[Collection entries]

┌──

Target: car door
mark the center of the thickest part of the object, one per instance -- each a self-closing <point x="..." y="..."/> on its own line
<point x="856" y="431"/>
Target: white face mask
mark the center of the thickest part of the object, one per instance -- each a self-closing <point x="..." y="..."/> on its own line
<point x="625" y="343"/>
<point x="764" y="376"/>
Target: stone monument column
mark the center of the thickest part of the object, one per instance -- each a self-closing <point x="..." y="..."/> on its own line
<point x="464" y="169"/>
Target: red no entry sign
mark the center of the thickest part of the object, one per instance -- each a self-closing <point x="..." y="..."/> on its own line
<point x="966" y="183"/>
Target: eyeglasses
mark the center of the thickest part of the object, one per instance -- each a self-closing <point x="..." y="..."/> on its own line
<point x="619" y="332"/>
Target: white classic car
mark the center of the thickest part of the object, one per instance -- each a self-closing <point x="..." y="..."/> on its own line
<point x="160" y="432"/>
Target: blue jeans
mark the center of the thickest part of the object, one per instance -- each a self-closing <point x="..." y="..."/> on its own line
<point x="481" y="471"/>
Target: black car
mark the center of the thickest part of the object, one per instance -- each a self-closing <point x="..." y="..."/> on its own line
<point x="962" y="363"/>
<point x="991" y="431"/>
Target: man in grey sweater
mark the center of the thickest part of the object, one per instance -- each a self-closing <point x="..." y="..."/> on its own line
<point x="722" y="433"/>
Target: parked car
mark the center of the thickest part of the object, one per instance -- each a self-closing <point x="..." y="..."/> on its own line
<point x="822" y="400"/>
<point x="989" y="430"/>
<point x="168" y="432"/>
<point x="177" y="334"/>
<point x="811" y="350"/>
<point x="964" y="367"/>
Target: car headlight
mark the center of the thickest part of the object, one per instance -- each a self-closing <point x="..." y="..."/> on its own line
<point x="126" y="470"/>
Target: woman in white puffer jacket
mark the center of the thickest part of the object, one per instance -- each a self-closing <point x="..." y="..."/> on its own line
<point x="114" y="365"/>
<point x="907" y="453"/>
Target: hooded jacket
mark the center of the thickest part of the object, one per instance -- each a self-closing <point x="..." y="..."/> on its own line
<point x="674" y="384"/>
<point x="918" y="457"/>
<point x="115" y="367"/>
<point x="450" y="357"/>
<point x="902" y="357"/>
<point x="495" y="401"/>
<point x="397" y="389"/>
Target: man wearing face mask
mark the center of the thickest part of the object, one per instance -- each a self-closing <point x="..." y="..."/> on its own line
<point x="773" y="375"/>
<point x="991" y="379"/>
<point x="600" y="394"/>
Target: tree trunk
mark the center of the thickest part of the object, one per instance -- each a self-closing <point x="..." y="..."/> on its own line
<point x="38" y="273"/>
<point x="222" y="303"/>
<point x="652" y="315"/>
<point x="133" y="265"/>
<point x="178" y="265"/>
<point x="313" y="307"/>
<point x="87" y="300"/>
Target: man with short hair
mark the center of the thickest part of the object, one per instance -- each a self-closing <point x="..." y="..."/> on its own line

└──

#### Exercise instructions
State the number of lines in the preceding entries that include the word "jacket". Provide nothing else.

#### Written reply
2